● Задания к упражнению:
• a. Какая аудиокнига названа в тексте для чтения?
• b. Выпишите из текста для чтения дословно всё, начиная со слов «Nov 27, 2007» и вплоть до слов «начала следующего дня.».
== Текст для чтения
Nov 27, 2007 18:21
Представьте себе грязь и черное дно ноябрьского вечера, когда стынут руки, когда хочется есть и каждый в переполненой маршрутке возвращается домой, выебаный своим работодателем, с одной только целью -нажраться борща с чесноком, бахнуть 250 грамм водки(два по сто и последний на пятьдесят) и смотреть камедиклаб, и автоматически ржать, пока внутренний таймер не завалит тебя под одеяло до начала следующего дня.
Но борщ и теплая баба под одеялом все еще на некоторой дистанции, когда ты едешь домой в маршрутке во тьме ноябрьского вечера. В этот момент все одинаково далеки от того что можно считать счастьем. Конечно только в сравнении с этим текущим моментом. Все равны и все далеки, и потому близки друг другу во временно продленном несчастьи. Что объединяет нас сейчас? Перепачканных глиной, солидолом, краской для принтера, калом босса и другими признаками нормально отлаженого рабочего процесса? (Конечно кроме желания пожрать и бухануть, кроме того что все мы - рабочие скоты и, по идее, носители одной галиматьи в головах, типа пролетарской революции.) Много ответов, много ошибок и много попаданий. И тоже самое насчет наших отличий - ведь кроме понятия класс, есть еще понятие индивидум, которое поддерживает идею того, что каждый из нас - по своему конченый шизик, со своими рефлексами, фобиями и галюцинациями.
И вот вам мое отличие: я стою в маршрутке, среди собратьев по бытовухе и вместо того чтобы нормально бычить и толкаться, я рыдаю, как настоящий дибил. И это не моя литературная выдумка для красного словца здесь. И не завязка долгой лирической размазни о брошеных парнях. Я слушаю аудиокнигу "Записки юного врача", Булгакова. И как раз на середине между остановками, когда через мою голову передают рубль с мелочью, когда кто-то подомной допивает вторую бутылку черниговского, за последние 7 минут езды, я в это время вижу молодого врача нерешительно перепиливающего белую кость ноги красивой деревенской, девушки, попавшей в молотилку для льна. И фельдшер шепчет мне на ухо "Не будет жить", и я сам уже , пережимая опустошенную артерию пинцетом, молю её умереть в палате, а не на столе, и в полуобмороке довязываю последний бинт первой в жизни ампутациии. Она не умирает на столе, и в палате тоже. И два месяца спустя она тоже жива, и дарит мне вышитое полотенце с петухом цвета своей собственной крови.
====
== Извлечённые данные
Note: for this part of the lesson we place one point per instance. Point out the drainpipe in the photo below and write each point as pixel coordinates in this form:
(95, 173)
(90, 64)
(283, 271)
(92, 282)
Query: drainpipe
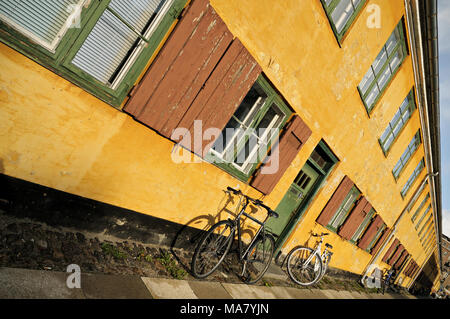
(422, 90)
(421, 268)
(394, 227)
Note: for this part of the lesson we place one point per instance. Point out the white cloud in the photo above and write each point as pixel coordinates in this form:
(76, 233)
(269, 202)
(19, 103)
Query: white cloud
(446, 222)
(444, 26)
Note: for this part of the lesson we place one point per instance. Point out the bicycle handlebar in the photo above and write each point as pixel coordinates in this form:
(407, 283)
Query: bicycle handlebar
(317, 235)
(257, 202)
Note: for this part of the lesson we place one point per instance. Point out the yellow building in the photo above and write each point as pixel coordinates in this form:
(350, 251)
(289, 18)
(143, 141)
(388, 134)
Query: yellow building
(133, 103)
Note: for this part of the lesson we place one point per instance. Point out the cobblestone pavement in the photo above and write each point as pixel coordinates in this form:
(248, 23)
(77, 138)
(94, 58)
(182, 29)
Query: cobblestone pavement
(33, 245)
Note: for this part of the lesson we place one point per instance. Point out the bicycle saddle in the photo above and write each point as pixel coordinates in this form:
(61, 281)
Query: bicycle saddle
(274, 214)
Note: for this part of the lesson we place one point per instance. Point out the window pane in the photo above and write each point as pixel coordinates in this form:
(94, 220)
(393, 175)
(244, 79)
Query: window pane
(379, 61)
(371, 97)
(383, 80)
(43, 20)
(392, 42)
(111, 41)
(366, 81)
(396, 60)
(255, 96)
(341, 14)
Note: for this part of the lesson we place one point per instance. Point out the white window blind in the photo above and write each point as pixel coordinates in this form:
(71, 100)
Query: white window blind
(43, 21)
(118, 37)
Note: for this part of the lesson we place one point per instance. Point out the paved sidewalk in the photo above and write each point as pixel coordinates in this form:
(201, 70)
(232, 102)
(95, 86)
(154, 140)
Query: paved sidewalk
(18, 283)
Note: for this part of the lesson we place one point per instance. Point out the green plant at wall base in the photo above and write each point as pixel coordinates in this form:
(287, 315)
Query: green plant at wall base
(113, 251)
(171, 266)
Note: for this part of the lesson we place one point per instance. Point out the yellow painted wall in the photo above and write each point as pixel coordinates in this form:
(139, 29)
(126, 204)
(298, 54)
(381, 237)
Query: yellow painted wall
(55, 134)
(295, 45)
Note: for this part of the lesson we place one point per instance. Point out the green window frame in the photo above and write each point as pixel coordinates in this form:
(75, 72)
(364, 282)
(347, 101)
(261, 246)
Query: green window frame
(376, 238)
(413, 146)
(384, 68)
(362, 228)
(398, 122)
(239, 150)
(127, 66)
(413, 177)
(419, 209)
(344, 209)
(423, 216)
(427, 222)
(341, 14)
(427, 233)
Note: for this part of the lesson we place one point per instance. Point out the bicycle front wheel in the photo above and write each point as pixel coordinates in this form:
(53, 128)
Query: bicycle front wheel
(212, 249)
(304, 266)
(258, 259)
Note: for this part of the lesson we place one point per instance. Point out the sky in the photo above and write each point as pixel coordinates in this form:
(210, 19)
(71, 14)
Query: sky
(444, 88)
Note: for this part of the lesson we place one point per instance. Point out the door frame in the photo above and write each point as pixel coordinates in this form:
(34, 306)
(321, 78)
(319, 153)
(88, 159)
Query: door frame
(305, 204)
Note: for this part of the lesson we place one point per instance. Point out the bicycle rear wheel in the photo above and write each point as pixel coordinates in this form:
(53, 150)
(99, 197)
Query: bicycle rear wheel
(304, 266)
(212, 249)
(258, 259)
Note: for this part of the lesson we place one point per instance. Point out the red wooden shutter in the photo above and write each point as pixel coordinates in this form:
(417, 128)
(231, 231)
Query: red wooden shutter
(391, 250)
(410, 268)
(370, 233)
(396, 255)
(335, 201)
(355, 218)
(221, 95)
(402, 258)
(289, 144)
(380, 241)
(199, 74)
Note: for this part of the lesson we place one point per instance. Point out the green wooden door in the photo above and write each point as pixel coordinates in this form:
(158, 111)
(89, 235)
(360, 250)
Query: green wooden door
(297, 193)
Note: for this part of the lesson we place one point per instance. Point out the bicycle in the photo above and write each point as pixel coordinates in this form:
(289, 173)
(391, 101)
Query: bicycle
(386, 283)
(306, 266)
(216, 243)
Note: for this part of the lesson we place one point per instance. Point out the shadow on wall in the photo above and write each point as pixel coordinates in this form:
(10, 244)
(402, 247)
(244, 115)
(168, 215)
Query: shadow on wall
(228, 208)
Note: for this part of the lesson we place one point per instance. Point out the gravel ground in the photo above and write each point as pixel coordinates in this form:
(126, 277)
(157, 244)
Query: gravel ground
(33, 245)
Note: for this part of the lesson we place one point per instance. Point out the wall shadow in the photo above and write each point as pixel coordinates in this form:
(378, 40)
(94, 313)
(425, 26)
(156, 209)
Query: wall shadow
(188, 236)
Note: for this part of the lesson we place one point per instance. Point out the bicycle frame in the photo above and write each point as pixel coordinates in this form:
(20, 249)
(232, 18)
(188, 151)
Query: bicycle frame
(237, 224)
(317, 251)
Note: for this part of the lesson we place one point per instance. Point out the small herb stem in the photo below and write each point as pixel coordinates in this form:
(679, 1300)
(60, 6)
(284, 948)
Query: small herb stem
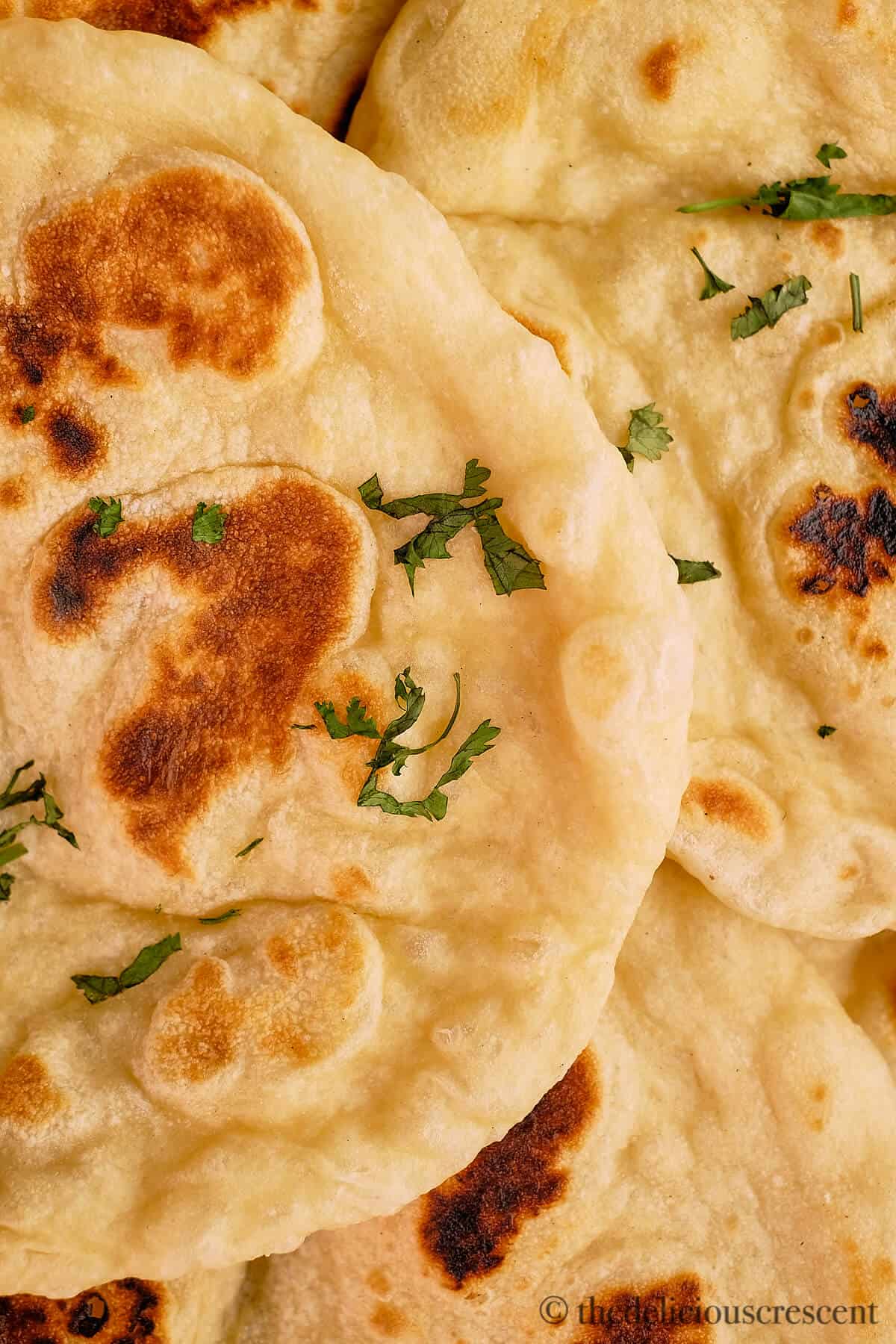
(856, 293)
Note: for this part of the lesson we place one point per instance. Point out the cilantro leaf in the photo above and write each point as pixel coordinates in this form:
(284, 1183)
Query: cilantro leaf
(109, 514)
(507, 562)
(695, 571)
(712, 284)
(856, 296)
(410, 699)
(770, 308)
(208, 524)
(147, 962)
(11, 848)
(803, 198)
(356, 721)
(829, 152)
(648, 436)
(253, 844)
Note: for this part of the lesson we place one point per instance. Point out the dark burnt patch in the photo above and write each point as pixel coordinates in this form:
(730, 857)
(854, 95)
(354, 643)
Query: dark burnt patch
====
● Ответы по номерам:
• a. «Записки юного врача» Булгакова.

• b.
Nov 27, 2007 18:21
Представьте себе грязь и черное дно ноябрьского вечера, когда стынут руки, когда хочется есть и каждый в переполненой маршрутке возвращается домой, выебаный своим работодателем, с одной только целью -нажраться борща с чесноком, бахнуть 250 грамм водки(два по сто и последний на пятьдесят) и смотреть камедиклаб, и автоматически ржать, пока внутренний таймер не завалит тебя под одеяло до начала следующего дня.